[TO DO] Switch "photograph" to "image" and write out the listing again, starting with the line that contains "of the man's" and continuing through the end of the listing, with nothing else changed. Leave the pictures out of your answer.

[begin THE RECORDS]

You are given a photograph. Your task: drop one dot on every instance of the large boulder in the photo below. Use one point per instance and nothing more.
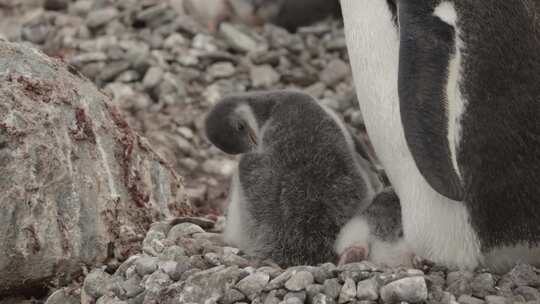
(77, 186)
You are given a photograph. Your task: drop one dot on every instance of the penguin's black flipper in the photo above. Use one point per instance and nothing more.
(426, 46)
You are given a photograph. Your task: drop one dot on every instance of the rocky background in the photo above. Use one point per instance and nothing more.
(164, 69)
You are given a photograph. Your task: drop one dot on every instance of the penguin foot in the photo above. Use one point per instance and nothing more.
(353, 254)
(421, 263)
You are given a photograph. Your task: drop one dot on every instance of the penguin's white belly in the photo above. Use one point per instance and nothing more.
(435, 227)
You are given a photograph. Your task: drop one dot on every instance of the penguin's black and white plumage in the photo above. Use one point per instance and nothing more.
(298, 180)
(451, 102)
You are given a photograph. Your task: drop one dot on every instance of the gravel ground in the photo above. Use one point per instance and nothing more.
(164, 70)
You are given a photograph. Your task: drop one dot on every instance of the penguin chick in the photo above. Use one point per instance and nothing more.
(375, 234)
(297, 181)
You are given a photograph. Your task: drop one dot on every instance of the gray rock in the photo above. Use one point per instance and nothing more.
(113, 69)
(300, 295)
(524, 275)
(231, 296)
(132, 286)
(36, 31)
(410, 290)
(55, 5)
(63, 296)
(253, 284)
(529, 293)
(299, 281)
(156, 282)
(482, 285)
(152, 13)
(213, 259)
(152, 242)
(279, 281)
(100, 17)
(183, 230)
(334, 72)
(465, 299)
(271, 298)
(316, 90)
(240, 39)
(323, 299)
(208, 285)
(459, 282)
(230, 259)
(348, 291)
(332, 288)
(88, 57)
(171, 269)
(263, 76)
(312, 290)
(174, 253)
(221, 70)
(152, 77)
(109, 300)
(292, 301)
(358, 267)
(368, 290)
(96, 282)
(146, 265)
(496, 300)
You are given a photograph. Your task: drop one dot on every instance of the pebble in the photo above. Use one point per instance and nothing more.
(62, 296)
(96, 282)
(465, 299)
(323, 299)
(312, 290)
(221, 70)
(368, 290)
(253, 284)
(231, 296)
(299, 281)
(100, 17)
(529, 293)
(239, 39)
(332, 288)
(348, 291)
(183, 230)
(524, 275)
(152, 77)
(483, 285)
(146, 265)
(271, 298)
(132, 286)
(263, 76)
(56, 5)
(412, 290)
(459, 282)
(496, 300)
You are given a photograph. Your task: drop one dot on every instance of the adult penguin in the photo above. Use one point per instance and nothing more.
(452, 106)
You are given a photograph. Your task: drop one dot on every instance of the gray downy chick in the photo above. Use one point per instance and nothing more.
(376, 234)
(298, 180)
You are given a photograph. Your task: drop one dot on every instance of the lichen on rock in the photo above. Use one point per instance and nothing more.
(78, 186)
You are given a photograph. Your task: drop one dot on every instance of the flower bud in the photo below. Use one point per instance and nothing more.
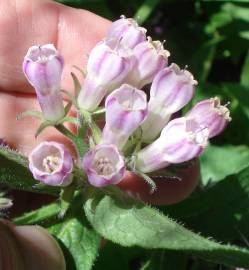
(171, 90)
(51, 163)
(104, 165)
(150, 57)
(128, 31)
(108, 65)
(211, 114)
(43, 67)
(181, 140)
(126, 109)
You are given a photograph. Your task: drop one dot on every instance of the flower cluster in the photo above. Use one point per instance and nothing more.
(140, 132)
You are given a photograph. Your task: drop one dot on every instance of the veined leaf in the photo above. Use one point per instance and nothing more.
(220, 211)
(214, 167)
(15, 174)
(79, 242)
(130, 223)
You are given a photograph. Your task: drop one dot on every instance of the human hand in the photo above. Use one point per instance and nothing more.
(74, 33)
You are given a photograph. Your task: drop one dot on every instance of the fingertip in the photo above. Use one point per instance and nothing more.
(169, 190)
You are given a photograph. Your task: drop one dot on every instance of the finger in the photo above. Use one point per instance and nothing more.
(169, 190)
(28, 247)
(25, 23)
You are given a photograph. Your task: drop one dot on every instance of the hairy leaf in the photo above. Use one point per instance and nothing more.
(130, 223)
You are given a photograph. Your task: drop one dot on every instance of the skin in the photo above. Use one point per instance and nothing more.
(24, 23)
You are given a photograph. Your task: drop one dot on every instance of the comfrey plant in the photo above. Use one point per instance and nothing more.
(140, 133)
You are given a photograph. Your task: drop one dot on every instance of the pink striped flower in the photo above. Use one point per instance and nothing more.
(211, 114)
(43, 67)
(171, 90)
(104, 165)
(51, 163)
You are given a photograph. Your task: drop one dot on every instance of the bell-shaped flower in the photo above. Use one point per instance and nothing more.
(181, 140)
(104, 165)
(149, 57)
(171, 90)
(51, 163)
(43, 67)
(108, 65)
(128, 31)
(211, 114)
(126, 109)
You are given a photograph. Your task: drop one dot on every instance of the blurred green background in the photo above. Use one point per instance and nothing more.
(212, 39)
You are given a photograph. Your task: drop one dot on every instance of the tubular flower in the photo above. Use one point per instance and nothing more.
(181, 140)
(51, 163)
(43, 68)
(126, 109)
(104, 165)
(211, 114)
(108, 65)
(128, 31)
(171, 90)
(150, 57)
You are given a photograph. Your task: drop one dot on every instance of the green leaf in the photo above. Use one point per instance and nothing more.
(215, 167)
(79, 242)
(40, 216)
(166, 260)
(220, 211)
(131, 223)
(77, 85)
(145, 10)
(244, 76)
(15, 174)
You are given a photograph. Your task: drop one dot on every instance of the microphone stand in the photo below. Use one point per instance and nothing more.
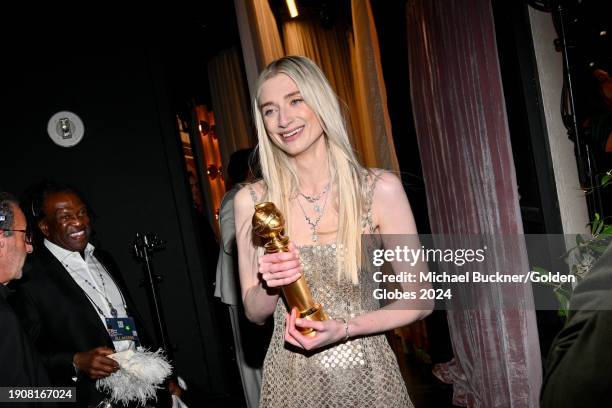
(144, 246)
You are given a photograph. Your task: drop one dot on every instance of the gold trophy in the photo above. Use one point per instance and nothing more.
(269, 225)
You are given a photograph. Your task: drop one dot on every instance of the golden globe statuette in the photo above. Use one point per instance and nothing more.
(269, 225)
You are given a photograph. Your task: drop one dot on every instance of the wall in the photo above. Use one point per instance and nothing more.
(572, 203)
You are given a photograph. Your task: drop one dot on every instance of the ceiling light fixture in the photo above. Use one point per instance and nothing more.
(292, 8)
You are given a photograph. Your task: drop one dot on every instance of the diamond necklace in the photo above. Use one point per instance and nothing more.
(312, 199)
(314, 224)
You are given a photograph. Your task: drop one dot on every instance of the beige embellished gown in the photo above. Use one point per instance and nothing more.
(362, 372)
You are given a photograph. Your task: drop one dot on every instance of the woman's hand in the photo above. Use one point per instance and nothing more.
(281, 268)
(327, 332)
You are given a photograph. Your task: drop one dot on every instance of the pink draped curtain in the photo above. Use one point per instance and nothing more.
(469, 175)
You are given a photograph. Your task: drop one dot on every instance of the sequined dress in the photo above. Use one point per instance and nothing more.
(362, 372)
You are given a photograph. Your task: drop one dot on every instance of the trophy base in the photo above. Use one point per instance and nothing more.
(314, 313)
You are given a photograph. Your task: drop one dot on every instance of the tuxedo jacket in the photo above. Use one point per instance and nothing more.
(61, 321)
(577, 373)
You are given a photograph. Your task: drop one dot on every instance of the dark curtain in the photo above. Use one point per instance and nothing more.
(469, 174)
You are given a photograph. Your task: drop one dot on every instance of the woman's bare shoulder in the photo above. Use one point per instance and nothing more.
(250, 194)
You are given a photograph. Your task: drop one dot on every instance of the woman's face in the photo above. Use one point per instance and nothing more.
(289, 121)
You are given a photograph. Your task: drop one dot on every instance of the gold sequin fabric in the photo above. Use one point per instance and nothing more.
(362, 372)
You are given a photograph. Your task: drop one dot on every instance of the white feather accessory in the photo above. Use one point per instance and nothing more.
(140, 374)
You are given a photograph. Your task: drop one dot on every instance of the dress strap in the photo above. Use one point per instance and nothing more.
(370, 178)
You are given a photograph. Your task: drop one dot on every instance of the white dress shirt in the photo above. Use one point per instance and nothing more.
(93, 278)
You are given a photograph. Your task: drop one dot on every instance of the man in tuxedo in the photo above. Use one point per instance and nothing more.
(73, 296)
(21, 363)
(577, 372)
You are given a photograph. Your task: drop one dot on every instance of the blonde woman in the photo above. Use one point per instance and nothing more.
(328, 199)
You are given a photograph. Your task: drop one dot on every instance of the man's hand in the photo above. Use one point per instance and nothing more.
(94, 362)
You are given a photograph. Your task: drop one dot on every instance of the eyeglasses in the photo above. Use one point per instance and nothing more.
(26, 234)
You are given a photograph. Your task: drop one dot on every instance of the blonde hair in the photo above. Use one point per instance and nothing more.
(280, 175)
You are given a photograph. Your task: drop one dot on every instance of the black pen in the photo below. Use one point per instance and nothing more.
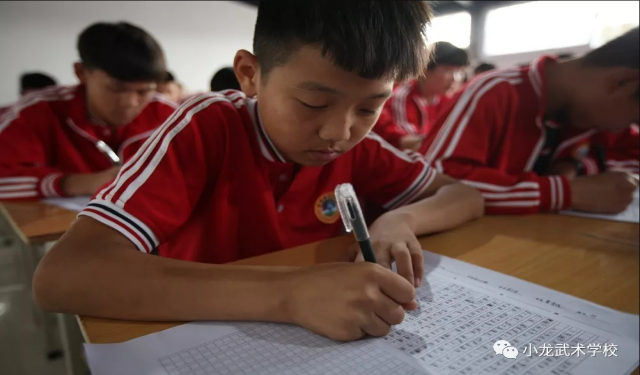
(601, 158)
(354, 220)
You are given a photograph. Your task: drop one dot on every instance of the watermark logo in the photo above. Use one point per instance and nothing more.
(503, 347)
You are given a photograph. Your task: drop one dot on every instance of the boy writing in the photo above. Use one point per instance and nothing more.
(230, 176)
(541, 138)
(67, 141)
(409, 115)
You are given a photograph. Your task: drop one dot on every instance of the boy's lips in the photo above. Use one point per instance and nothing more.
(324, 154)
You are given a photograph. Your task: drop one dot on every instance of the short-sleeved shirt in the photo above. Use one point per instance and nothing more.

[end THE RECORDS]

[SOLUTION]
You are given a image. Your task: drop one dot on every instance of the man's hand in the photo above. Use one point per instance and nothing more.
(94, 362)
You are given a image. Your task: drop one dot on every instance of the eyeglasses in the photo above. Use one point per instance and nothing more.
(26, 234)
You are given a image. Your task: drop one dot on every instance of the blonde hair in the photo above. Use one point per instance and nothing more.
(280, 175)
You are given a image. Your task: drop one dot on every instance of the black pen in the photo below. Use one point per instance and nothing more.
(601, 158)
(354, 220)
You are given a image. Your task: drop one dot on every instance of the watermark logo in the photo above. Use one point per instance and nothing more.
(503, 347)
You are given a image. Your task: drop one dot on every instance of the boy writing in the photo above. Use one point per instance and nothing more.
(230, 176)
(541, 138)
(67, 141)
(409, 115)
You are given a image. Your task: drop one dot on every instance of the boy's lips in the photo above. Use one point per instance and nothing more.
(324, 154)
You are given a image. Your task: drop one dot on every instance of the short-sleeved shirt in the photo above. Use one point per instance and nothing more.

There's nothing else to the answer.